Given passage »
Moreover, the persistent stigma surrounding cannabis continues to influence public perception and policymaking, making it even harder for mothers like me to advocate for affordable access to these essential medications for our children. Despite the growing recognition of cannabis as a legitimate medical treatment, outdated attitudes linger, impeding efforts to prioritize affordability for those in need. This stigma may contribute to policymakers’ reluctance to intervene in pricing practices within the cannabis industry, perpetuating the cycle of exploitation and suffering.

Harry Siddans and his mother Maria pictured with Billy Caldwell and his mother Charlotte from the I Am Billy Foundation after hearing the news Bod Australia was prepared to gift Harry’s lifesaving medicine.

I want to cut through the fake news saturating the field by delving into the current situation in the UK regarding medical cannabis access for children with refractory epilepsy.

Currently, around 70 children in the UK suffering from Refractory Epilepsy have been granted access to prescription cannabis treatment through private channels. In the current context,a very small group. Those prescribers, however, are not accepting new patients at this time.

Supplied data »
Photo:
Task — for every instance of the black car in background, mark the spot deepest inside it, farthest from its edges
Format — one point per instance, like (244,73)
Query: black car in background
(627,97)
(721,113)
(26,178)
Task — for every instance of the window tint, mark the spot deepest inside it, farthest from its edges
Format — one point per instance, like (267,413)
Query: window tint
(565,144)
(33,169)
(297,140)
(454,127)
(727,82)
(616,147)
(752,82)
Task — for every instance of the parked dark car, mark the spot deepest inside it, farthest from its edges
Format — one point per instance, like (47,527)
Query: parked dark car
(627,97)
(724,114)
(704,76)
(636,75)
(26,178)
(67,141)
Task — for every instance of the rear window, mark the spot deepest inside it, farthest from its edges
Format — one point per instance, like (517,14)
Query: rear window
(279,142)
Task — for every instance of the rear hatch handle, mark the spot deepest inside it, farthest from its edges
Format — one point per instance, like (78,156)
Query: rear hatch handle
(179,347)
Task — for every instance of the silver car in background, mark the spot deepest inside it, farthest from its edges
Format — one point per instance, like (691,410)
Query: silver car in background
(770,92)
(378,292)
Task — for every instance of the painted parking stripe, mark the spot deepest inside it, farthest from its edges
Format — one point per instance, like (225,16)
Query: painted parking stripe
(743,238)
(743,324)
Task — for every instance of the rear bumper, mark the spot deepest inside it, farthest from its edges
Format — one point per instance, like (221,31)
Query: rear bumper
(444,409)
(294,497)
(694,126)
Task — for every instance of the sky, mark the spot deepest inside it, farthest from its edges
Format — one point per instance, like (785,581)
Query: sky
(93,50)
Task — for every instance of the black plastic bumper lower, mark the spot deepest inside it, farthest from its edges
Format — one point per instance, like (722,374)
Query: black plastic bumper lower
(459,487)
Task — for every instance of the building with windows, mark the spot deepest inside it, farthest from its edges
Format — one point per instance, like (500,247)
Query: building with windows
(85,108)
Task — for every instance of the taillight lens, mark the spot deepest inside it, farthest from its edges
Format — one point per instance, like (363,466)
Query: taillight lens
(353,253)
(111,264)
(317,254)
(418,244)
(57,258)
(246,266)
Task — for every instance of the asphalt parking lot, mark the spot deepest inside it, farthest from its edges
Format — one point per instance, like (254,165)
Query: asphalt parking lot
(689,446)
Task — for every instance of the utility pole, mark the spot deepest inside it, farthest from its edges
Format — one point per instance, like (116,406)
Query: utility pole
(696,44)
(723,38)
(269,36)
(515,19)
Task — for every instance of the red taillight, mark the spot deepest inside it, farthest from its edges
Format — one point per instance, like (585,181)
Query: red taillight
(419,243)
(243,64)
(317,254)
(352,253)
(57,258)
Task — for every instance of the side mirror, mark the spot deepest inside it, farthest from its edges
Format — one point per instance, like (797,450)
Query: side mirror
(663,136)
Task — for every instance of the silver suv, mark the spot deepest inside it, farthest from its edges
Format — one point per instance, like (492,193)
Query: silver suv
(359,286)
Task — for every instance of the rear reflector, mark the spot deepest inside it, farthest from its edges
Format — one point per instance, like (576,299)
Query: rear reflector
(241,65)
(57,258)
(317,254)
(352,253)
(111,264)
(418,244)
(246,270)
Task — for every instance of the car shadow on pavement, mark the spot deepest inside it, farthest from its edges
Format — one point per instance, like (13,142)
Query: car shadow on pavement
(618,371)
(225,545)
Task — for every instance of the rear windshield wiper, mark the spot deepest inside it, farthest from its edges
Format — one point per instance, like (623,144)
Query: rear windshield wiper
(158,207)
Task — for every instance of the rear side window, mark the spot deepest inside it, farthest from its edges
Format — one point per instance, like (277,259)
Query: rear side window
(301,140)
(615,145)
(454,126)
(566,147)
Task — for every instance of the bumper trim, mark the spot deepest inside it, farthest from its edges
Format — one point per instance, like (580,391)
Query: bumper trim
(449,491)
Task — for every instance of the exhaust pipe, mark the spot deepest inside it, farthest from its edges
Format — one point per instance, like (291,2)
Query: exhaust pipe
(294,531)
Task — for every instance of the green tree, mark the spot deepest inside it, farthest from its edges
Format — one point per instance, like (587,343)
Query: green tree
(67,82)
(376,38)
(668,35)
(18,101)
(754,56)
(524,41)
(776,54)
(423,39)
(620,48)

Aim of the exercise »
Copy everything from "Harry Siddans and" down to "with refractory epilepsy." in the passage on medical cannabis access, substituting "vital" for "lifesaving".

Exercise solution »
Harry Siddans and his mother Maria pictured with Billy Caldwell and his mother Charlotte from the I Am Billy Foundation after hearing the news Bod Australia was prepared to gift Harry’s vital medicine.

I want to cut through the fake news saturating the field by delving into the current situation in the UK regarding medical cannabis access for children with refractory epilepsy.